PASSAGE SHOWN
I realized that I could write about Robert’s screams only because during the last few weeks he was much calmer, happy really, than in the previous few months. So, it was easier to hypothesize about the causes of the cluster of behaviors that included loud noises, slapping his own face, and, sometimes, stumping his feet. The starting and the finish points were clear and easy to define. 

Very often, the screams sprout from confusion.

It was no later than 7 PM. I was not feeling good.  From my bedroom I called to Robert to bring me a bottle of water.  Robert was sitting on the sofa and seemed reluctant to move.  I asked again, and then I dozed off.  A few minutes later I woke up and asked Robert again to bring the bottle of water. Robert didn’t move.  But he produced a few short screams, the sounds of impatient irritation.  Only then, I noticed that the bottle of water was already on the nightstand next to my bed. Robert brought it when I was sleeping. Thus when I asked him for water that he had already fetched, he became confused.  He didn’t have tools to address that confusion. He couldn’t say, “I brought the water already”  or something similar. Even though he knew all the necessary words, he couldn’t recall them and string them together to respond properly. So he replaced words with the sounds of frustration. The screams subsided when  I said , “Robert, you brought the water already.  Thank you, thank you!”

They spring from pain.

He screams, stumps his feet, and hits his cheeks.  His eyes are red from desperation and powerlessness. I don’t know how to help him. He cannot tell what hurts.  I suspect that when he is in pain, he feels that he did something wrong and doesn’t want to admit it. I suspect that for him the pain is something that attacks him from within and thus he feels guilty that he brought it upon himself. I can only  guess that his pain  is related to his digestive system, as his belly  feels hard and bloated.  He tries to calm down, but cannot really.  He holds his breath as if holding air would alleviate his discomfort. Then he exhales in a heavy, artificial way. After a few minutes, the screams return. We are still baffled about origins of pain.  One doctor stated that he had spastic muscles in his face and neck. Sometimes I suspect it is related to asthma. I suspect it is because of gases. I suspect his eczema flare ups drive him mad. I suspect everything cannot confirm anything. So, I try to massage his cheeks, even though Robert moves backwards from me and keeps hitting his them. I give him additional pill of Zyrtek in case it is allergy.  I give him inhaler in case it is asthma related.  I give him Metamucil crackers in case of gases.  And I give him Advil if it is something else.  He looks at me as if he couldn’t understand what is happening to him and why I don’t help him. When he is in pain his eyes scream too.

They erupt from mixture of disappointments.

Last Friday, Robert had pretty good morning.  We went together to his physician to pick up permission slip. On the way home, we stopped in two supermarkets.  We did some learning together. Robert’s horseback riding lesson was uneventful.  However, after we came home, Robert began screaming and hitting his face. Everything was going wrong. He felt cheated and disappointed.  I didn’t buy him buttermilk sandwich as I often do after the riding. (Well, he asked for taco which we did buy.) He learned that Tim, who usually comes on Friday afternoons, won’t come that day.  He also learned that there wouldn’t be any skiing that weekend. “Ski, ski, ski” he kept repeating. “We will go skiing next week”, I told him and pointed to the date on the calendar.  Robert took a pencil and wrote “ski” on the calendar space for the following Saturday. “Tim, Tim”, he kept repeating.  “Tim will come next Friday”  That was not the answer Robert waited for.  He screamed again.  Finally , he asked for coke.  But there was none at home that day. So, Robert screamed louder.

EXCERPTED RECORDS
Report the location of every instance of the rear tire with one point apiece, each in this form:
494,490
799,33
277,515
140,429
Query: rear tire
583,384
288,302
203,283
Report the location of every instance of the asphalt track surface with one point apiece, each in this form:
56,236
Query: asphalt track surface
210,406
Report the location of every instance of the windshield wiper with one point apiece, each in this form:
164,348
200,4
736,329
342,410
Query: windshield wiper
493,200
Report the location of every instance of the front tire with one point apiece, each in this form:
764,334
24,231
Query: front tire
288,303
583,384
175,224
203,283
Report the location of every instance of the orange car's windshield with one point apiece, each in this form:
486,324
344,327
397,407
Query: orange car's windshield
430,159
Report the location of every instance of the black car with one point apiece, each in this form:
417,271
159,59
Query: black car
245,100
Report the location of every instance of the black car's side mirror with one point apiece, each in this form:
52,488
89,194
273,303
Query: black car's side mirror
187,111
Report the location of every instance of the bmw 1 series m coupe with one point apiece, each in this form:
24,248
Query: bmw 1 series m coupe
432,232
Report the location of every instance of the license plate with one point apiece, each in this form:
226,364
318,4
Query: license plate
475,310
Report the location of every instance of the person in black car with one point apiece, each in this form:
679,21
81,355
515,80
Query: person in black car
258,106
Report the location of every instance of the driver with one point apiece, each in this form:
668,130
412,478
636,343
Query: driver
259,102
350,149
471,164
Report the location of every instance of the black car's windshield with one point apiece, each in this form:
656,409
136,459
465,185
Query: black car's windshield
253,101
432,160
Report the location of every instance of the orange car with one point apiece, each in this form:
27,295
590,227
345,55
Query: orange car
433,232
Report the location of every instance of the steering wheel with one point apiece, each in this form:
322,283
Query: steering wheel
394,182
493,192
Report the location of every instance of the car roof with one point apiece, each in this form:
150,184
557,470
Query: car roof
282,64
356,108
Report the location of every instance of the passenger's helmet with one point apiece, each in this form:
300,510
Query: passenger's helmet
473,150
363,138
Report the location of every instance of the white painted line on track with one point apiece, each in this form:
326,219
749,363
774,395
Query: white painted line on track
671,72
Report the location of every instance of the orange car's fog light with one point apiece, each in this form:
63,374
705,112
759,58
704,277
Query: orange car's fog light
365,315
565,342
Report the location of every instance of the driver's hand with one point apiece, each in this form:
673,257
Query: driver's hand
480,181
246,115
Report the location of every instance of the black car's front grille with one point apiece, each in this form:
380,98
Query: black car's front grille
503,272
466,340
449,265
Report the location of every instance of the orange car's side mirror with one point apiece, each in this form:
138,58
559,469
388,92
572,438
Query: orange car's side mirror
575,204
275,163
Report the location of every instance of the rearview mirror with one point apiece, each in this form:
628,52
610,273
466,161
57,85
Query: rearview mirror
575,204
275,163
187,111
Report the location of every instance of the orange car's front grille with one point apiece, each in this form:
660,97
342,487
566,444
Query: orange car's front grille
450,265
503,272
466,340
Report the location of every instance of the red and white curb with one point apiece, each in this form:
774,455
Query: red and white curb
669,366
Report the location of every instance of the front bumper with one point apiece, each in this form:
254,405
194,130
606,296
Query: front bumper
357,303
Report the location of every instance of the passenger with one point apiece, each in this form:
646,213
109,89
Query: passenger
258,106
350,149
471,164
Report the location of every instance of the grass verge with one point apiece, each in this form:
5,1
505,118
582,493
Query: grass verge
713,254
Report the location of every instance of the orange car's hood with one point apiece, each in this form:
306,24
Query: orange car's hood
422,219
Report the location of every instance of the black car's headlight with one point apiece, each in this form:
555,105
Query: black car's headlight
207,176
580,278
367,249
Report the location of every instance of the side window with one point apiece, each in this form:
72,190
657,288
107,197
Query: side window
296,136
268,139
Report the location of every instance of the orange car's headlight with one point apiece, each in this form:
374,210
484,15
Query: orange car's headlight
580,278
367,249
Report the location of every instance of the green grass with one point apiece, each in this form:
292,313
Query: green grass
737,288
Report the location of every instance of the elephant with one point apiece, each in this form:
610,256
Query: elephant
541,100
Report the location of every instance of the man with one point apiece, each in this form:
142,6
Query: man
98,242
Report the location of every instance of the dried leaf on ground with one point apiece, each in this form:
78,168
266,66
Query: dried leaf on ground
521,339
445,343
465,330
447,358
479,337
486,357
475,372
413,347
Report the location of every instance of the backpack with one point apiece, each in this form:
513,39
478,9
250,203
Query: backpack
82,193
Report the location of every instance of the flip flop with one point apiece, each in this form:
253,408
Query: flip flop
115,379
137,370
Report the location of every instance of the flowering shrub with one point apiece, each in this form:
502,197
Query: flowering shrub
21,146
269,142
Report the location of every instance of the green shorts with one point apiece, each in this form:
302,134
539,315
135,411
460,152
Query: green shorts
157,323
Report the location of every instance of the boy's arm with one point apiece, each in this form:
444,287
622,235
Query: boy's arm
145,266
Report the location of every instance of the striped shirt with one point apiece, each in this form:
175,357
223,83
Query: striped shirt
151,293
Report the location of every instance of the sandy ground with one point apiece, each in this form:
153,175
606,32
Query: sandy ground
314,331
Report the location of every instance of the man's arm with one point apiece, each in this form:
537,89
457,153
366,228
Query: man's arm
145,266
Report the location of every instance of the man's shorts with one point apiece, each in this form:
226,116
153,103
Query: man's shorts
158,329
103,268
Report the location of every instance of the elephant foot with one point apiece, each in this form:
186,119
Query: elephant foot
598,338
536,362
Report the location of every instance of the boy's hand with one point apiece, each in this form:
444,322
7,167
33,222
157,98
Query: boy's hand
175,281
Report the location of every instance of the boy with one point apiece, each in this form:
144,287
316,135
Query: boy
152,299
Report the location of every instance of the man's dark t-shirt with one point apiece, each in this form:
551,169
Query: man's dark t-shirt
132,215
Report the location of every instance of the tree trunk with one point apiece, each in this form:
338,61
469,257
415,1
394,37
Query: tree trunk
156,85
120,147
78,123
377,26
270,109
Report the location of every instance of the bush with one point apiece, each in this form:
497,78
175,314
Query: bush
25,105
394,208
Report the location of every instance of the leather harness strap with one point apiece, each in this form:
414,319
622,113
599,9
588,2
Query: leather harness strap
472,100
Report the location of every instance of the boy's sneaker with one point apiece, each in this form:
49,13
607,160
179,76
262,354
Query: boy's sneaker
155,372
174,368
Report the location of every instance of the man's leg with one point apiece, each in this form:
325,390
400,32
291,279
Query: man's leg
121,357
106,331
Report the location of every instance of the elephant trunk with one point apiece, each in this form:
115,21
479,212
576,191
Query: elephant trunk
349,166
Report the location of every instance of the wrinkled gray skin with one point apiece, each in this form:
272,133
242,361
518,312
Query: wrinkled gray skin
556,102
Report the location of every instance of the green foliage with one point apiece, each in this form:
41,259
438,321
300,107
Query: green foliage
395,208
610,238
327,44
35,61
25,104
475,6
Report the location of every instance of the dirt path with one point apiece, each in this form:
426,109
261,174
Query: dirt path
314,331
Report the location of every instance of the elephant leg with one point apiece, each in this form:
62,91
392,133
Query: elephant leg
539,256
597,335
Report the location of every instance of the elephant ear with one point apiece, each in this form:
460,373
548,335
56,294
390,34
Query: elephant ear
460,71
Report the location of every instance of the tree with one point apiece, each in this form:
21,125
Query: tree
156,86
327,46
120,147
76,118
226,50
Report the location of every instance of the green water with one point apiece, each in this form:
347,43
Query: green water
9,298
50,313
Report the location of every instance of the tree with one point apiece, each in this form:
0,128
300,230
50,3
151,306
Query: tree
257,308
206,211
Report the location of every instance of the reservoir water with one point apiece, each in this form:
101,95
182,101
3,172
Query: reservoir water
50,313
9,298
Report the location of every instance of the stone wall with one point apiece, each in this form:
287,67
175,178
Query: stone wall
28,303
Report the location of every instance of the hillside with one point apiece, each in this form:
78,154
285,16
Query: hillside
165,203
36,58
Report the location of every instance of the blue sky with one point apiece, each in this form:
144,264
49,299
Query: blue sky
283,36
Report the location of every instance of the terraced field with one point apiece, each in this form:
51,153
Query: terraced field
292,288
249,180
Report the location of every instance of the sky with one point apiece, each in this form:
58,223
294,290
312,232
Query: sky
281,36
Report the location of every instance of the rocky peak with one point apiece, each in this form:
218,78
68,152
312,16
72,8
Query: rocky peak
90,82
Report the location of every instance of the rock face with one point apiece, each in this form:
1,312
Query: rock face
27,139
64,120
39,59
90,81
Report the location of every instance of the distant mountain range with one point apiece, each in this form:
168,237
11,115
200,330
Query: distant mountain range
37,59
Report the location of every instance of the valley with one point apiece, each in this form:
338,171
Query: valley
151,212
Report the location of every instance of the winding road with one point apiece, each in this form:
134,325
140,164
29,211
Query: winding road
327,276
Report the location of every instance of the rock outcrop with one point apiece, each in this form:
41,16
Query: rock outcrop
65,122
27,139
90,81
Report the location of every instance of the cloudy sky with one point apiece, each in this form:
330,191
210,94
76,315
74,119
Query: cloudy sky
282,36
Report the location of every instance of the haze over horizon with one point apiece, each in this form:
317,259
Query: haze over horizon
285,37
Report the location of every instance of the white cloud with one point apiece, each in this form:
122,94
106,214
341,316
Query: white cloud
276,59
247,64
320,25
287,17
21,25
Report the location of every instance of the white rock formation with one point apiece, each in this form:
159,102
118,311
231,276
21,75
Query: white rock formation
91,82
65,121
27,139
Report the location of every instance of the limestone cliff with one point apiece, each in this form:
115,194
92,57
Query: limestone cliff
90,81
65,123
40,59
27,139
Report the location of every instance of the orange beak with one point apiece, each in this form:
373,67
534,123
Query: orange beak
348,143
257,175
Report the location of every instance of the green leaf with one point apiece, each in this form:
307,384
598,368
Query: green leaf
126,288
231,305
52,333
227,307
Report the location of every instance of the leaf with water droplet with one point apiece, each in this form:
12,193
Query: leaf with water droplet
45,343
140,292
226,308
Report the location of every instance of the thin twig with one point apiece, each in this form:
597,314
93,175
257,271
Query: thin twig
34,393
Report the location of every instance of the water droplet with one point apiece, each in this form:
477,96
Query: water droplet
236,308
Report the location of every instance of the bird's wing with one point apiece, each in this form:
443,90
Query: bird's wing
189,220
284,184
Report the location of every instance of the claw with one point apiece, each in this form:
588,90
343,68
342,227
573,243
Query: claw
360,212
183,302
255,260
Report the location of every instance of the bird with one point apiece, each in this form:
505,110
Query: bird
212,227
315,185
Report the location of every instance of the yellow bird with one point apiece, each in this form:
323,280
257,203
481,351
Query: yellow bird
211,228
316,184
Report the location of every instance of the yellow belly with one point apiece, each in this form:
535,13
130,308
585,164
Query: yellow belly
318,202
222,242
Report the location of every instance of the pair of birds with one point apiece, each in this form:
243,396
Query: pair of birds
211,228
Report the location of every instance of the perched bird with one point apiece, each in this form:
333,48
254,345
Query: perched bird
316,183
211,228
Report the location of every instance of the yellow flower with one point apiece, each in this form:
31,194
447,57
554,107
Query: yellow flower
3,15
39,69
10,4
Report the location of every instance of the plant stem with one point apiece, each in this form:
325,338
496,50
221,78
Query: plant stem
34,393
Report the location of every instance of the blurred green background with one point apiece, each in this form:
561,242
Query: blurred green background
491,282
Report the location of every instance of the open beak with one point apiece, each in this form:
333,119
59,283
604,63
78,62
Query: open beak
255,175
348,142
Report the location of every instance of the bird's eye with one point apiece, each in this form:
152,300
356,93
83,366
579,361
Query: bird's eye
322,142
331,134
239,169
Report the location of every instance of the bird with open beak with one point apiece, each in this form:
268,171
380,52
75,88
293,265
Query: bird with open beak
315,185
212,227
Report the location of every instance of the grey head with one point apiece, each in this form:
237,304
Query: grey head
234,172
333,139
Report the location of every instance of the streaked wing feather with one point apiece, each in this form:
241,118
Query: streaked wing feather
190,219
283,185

AIM
Continue the account of Robert's screams from its last sentence.

RESPONSE TO THE TASK
Robert was clearly angry. His emotions formed a volcano from which shouts erupted,  But then,I am not sure, if the pain was not not an additional factor.  It might be that he had allergy to something as the back of his neck got very red. And his breathing seemed different.   It is possible, that the salsa he used with his taco irritated his stomach.

So it could be the unidentified pain attacking him from within. It could be.

But then, when Jan told him, that he that he would go skiing after all, Robert became his happy, charming self again.  So, maybe he didn’t feel any pain after all.

And of course the screams are Robert’s way to tell us something when the words – the tools needed for the construction of tunnels of communication – don’t.

All Robert’s screams are caused by his  lack of ability to communicate verbally reasons for his distress. Precisely because of that lack it is important to find the causes. Different roots call for different approaches. If I could understand the origin of Robert’s anguish I could not only offer a solution – for instance take Robert to a doctor- but also teach him the proper ways of expressing himself.  I could teach him and practice with him the simplest sentences or phrases, “Stomach hurts” ,”I am angry” . “I did it already” which  he could use in lieu of screaming.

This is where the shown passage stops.